* _Document_:

╔══

With this rare achievement, DCQ will represent Shanghai and UYU at the Intel World Open “East Asia” Regional” Tournament, an international event that’s held before the 2020 Summer Olympics and which highlights two games, Rocket League and Street Fighter V. DCQ will compete in Street Fighter V: Champion Edition (2020).
When we ask about the popularity of Chinese talent in esports compared to the popularity of those from other countries in Asia, DCQ says:
“There are many great players in China, and I think they are not inferior to some world-famous players. However, due to network problems and the lagging development of esports, many players do not get the opportunity to compete abroad.”

╚══

* _Request A_: According to the passage about DCQ, which two games does the Intel World Open highlight?
* _Request B_: Write a continuation of the passage about DCQ that picks up after its final sentence.
The records have no connection to the passage about DCQ.

* _Saved data entries_:
╔══

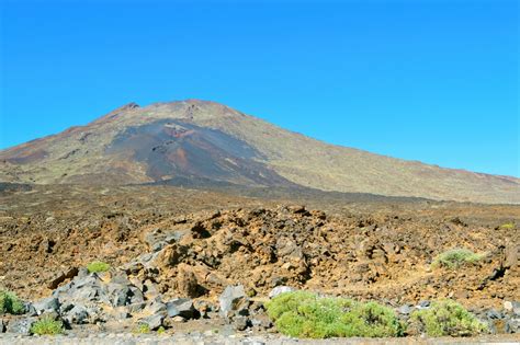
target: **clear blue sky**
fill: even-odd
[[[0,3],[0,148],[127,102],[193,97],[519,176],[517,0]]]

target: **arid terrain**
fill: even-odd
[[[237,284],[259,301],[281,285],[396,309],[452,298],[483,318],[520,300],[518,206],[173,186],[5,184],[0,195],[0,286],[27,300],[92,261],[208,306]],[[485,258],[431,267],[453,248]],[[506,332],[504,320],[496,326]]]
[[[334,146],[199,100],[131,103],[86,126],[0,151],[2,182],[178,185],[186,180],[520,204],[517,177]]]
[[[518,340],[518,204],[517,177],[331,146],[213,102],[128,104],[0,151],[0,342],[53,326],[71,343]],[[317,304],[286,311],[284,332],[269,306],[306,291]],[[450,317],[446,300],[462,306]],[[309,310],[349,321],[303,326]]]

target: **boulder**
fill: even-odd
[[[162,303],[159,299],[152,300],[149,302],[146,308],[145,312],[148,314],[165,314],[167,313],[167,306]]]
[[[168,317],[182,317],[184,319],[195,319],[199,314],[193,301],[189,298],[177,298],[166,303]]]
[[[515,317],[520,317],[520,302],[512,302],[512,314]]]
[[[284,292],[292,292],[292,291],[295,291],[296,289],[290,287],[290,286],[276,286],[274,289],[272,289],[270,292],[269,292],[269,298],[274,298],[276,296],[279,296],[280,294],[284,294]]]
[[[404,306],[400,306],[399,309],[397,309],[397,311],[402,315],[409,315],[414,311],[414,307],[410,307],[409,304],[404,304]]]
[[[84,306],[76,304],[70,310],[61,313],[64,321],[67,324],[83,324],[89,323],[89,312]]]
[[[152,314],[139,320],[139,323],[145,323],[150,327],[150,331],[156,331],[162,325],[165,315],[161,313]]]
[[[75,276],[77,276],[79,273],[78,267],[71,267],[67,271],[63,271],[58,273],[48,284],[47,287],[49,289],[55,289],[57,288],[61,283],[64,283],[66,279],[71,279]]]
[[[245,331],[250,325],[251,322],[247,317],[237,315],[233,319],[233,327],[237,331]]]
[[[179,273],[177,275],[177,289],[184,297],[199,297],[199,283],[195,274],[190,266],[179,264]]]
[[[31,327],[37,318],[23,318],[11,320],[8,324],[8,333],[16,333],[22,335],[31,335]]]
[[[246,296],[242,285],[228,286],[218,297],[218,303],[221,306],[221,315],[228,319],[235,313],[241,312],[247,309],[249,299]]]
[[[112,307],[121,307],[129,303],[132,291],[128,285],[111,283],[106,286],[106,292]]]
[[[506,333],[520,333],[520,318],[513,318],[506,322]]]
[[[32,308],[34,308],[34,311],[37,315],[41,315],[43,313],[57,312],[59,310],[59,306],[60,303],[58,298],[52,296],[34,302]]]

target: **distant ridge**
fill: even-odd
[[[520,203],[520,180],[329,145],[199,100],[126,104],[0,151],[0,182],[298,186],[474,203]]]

╚══
╔══

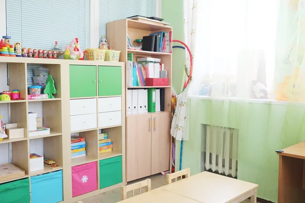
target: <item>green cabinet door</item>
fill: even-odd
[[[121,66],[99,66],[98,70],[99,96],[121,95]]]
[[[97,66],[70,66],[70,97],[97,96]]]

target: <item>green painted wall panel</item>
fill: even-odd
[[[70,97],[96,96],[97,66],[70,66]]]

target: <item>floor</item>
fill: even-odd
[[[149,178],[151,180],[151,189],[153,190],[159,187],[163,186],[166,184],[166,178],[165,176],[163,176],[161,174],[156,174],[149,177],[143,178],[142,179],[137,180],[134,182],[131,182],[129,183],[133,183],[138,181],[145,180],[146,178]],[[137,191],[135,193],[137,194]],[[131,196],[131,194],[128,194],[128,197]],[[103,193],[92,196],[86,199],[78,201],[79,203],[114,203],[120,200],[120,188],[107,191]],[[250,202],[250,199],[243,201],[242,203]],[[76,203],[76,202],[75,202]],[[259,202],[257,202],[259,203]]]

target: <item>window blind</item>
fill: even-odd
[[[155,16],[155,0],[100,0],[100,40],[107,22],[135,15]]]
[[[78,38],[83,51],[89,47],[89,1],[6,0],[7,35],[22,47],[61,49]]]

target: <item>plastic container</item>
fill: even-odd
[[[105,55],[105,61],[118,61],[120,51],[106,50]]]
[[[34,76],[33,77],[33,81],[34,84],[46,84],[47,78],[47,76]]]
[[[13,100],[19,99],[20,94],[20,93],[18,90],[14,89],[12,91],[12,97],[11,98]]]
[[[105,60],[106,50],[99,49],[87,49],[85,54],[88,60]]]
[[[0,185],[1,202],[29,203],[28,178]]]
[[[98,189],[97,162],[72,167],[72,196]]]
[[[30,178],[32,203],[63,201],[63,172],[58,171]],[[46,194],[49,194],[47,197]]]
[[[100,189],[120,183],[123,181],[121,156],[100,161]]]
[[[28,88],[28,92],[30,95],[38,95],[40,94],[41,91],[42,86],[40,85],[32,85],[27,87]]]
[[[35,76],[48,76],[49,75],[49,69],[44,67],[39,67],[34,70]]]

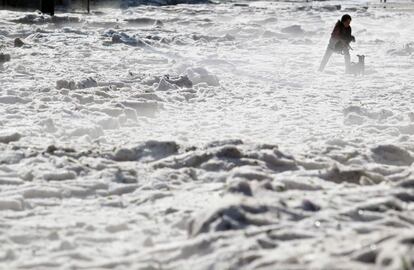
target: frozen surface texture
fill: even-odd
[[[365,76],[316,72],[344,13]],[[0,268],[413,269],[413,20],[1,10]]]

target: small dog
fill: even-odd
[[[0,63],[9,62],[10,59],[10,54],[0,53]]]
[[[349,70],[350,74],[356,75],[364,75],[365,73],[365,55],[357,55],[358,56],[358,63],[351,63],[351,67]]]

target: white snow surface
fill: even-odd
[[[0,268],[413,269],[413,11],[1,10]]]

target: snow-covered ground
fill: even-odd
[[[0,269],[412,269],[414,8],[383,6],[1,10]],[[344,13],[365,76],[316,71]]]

╚══
╔══

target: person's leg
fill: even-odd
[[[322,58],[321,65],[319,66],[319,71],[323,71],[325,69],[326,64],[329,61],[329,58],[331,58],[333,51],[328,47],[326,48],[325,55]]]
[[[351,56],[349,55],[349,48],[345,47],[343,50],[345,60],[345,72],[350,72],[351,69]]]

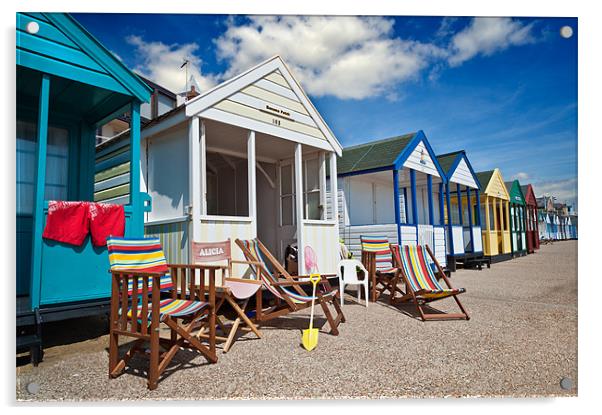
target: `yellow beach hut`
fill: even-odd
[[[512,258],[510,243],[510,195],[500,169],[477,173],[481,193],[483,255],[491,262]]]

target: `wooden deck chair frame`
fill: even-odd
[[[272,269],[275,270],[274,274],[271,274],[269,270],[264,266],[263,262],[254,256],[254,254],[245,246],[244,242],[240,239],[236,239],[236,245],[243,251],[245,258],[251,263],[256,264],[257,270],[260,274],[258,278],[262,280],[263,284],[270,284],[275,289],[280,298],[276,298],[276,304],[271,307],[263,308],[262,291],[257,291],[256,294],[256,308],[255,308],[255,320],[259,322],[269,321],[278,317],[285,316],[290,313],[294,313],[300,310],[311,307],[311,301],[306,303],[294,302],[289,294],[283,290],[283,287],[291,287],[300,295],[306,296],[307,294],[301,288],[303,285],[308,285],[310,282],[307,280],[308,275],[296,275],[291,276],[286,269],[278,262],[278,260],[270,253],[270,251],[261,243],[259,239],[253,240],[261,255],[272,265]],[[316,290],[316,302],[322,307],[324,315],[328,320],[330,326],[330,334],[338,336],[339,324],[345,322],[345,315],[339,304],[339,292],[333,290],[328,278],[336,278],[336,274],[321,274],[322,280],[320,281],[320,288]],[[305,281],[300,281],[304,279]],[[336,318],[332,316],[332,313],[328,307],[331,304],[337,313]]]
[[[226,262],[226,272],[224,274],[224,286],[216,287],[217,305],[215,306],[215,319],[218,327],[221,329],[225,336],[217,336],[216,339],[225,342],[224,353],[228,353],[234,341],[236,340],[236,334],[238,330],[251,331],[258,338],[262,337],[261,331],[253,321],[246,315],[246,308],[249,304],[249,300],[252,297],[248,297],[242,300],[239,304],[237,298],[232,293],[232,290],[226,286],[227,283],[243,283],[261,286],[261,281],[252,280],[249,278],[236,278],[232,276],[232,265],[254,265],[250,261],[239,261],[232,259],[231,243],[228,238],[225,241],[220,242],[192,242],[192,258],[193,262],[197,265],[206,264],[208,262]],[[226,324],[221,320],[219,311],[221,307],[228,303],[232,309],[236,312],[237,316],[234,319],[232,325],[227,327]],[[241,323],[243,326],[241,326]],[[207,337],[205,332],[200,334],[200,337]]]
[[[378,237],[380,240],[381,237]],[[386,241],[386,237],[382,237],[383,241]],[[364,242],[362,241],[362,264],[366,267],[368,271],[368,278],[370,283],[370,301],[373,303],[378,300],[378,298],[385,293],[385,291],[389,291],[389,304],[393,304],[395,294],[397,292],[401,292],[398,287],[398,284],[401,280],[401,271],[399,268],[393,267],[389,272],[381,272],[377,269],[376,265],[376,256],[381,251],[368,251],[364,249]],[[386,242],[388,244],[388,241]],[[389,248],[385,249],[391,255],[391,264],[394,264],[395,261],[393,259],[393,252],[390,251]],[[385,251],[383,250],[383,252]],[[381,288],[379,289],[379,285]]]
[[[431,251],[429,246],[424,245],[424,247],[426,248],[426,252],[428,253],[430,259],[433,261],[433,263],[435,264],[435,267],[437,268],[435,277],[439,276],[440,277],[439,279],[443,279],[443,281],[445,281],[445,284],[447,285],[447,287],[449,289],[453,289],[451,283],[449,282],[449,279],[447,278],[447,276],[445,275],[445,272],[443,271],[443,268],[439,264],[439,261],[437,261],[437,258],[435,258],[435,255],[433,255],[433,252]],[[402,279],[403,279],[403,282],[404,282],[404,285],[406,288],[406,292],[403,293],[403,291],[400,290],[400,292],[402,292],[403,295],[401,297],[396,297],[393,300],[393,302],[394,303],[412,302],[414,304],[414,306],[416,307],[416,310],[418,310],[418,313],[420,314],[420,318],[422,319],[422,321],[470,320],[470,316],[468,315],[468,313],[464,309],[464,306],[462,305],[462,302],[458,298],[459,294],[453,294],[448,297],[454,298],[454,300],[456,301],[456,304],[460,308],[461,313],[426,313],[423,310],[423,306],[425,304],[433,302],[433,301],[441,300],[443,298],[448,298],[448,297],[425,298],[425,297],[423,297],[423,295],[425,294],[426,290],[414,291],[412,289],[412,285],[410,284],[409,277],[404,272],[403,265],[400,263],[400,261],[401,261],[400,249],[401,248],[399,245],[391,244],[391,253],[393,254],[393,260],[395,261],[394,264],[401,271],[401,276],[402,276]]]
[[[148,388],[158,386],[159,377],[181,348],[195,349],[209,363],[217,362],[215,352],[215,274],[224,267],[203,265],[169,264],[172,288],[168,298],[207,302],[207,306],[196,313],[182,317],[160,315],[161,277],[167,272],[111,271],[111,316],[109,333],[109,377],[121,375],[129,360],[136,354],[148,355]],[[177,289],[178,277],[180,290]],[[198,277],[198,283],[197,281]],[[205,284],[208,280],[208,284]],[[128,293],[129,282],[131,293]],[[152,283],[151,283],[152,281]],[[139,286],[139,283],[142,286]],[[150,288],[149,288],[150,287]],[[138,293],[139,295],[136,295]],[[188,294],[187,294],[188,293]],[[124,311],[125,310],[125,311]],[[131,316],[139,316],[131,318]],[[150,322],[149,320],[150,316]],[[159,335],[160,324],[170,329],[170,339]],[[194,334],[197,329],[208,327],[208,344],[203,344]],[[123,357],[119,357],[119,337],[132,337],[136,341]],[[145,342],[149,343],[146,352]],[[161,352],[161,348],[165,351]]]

╚══

* _Written response A_: Rocket League and Street Fighter V.

* _Written response B_:
He continues, saying, “Even online battles are a luxury; so many players that should be famous are not so. However, many well-known foreign players have fully recognized the strength of Chinese players after competing against them.“
Without a doubt, there have been difficulties and challenges in developing the arcade scene in China, but one thing is for sure: Casual enthusiasts, pro players, and legendary venues are all working to preserve what is left of the scene. China wields strong and creative talents, and as publications become more and more aware of this, the boundaries that exist globally in gaming and esports are continuing to dissolve.
Arcades transcend their ability to provide us entertainment. Arcades are relics of history. They are the keys to a forgotten past, as well as to an exciting future. A future where China’s legacy of gaming and arcades is cemented in global consciousness.